## [To be done]
Reproduce all of the data below with every instance of "photo" changed to "image" and nothing else altered. Leave the pictures out of your answer.

Photo labels with bounding boxes:
:::

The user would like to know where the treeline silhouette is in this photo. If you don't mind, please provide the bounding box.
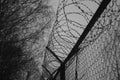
[0,0,47,80]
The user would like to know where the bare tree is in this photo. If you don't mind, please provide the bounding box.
[0,0,51,80]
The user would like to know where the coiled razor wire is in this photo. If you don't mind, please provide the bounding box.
[43,0,101,79]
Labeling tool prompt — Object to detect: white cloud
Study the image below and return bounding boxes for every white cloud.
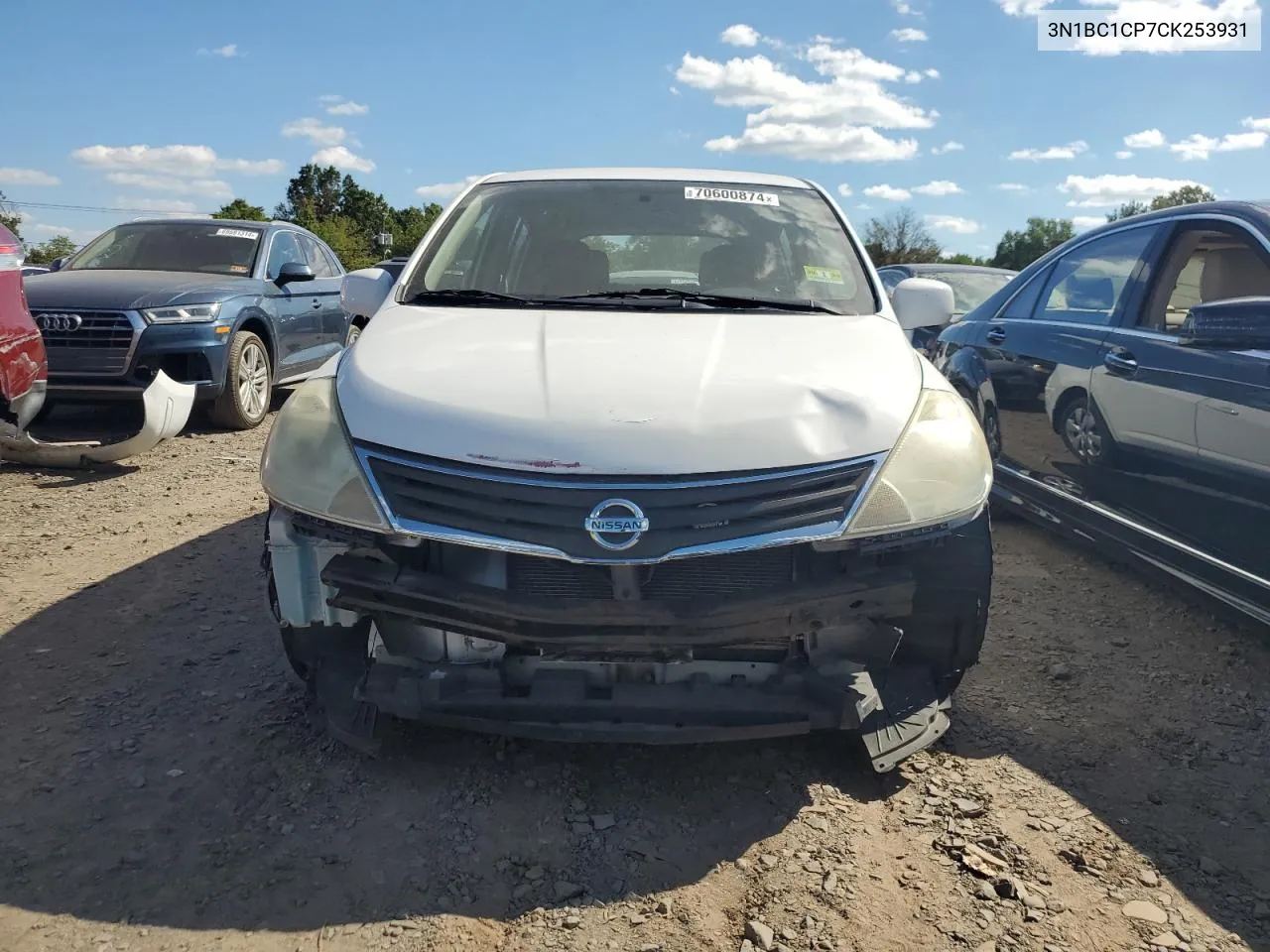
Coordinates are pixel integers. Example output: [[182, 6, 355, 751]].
[[1010, 140, 1089, 163], [1169, 132, 1270, 162], [414, 176, 484, 200], [865, 185, 913, 202], [1058, 176, 1207, 208], [913, 178, 962, 196], [198, 44, 244, 60], [309, 146, 375, 172], [676, 36, 938, 163], [1124, 130, 1167, 149], [318, 95, 371, 115], [105, 172, 234, 198], [718, 23, 758, 46], [0, 168, 61, 185], [997, 0, 1261, 56], [71, 145, 286, 178], [114, 196, 198, 214], [926, 214, 980, 235], [282, 115, 348, 146]]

:::

## [Written solution]
The user would like to know where the treeline silhouette is in this image. If you don't mind, please provide the bounding box.
[0,0,47,80]
The user would like to know where the bare tree is in this image. If you don't mind, please provide the bounding box.
[0,0,51,80]
The user would like to know where the coiled razor wire is in this image. If you don't mind, please provide the bounding box.
[43,0,101,79]
Labeling tool prompt — Object to detect: white cloud
Study the image below and return bounding boxes for every white cloud.
Coordinates are pixel integers. Example output: [[182, 6, 355, 751]].
[[1010, 140, 1089, 163], [1169, 132, 1270, 162], [414, 176, 484, 200], [865, 185, 913, 202], [1058, 176, 1207, 208], [913, 178, 962, 196], [198, 44, 244, 60], [309, 146, 375, 172], [676, 36, 938, 163], [1124, 130, 1167, 149], [318, 95, 371, 115], [105, 172, 234, 198], [718, 23, 758, 46], [0, 168, 61, 185], [997, 0, 1261, 56], [71, 145, 286, 178], [114, 196, 198, 214], [926, 214, 980, 235], [282, 115, 348, 146]]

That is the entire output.